WHAT YOU WILL DO — Rewrite everything from the line containing "# test: mark the plastic" down to the end of the material, replacing "green" with "teal" and leaving the rest unchanged.

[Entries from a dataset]

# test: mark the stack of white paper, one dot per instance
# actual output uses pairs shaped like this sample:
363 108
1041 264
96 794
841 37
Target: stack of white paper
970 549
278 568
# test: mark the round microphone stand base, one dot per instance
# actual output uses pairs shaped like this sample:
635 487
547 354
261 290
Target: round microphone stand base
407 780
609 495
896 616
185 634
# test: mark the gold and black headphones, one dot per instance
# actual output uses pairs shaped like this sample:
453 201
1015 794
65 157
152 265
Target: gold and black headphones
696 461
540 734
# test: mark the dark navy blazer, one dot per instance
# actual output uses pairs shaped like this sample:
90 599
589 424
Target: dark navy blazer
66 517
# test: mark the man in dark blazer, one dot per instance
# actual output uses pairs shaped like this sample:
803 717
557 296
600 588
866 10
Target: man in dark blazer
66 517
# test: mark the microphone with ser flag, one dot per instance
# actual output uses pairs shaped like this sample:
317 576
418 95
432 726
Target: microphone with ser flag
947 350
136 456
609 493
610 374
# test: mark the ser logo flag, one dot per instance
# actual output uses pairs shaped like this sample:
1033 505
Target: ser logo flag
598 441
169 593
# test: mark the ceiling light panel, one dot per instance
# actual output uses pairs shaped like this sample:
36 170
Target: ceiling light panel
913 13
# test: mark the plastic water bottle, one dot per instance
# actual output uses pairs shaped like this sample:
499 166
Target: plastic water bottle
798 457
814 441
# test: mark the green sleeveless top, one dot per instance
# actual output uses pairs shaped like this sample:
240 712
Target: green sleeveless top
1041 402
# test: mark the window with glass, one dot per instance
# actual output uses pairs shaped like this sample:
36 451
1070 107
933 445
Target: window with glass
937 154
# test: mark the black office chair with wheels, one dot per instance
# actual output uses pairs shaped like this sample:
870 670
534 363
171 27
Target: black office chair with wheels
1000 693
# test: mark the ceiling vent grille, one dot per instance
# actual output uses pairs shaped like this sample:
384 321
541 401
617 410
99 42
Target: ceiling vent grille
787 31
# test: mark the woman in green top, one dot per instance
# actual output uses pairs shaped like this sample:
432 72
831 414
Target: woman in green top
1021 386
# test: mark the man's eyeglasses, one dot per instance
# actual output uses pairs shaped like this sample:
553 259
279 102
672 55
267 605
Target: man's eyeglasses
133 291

EXERCISE OUTPUT —
# test: mark the plastic water bottle, one dot per instance
# actual output uses pairs shaped like this sample:
499 166
Target: plastic water bottle
798 457
814 441
# test: mark the teal sleeveless top, one dot per instance
# actual output uses pairs shaped like this sample:
240 712
Target: teal sleeveless top
1041 402
# test: mark the window with glass, one dot per instance
# actual output uses pairs shaped like this sample:
36 451
1070 107
933 445
Target: window with glass
937 154
# test: mark the black office chair with wheels, one dot per instance
# actual output uses pairs shaped like this sample:
870 670
534 363
171 27
Target: black office chair with wheels
1000 693
# test: mark the ceiling vent grille, one dot per instance
# actual output uses pairs shaped like this sample:
384 321
541 401
617 410
99 42
Target: ceiling vent grille
787 31
# test: mark the woman in teal top, one dot per instance
# actual output uses pairs shaped like this sample:
432 72
831 414
Target: woman in teal top
1021 386
# test: mark the man's eyeglasses, one dot per instance
# actual output uses pairs shaped like this sample:
553 259
279 102
672 55
267 605
Target: man's eyeglasses
133 291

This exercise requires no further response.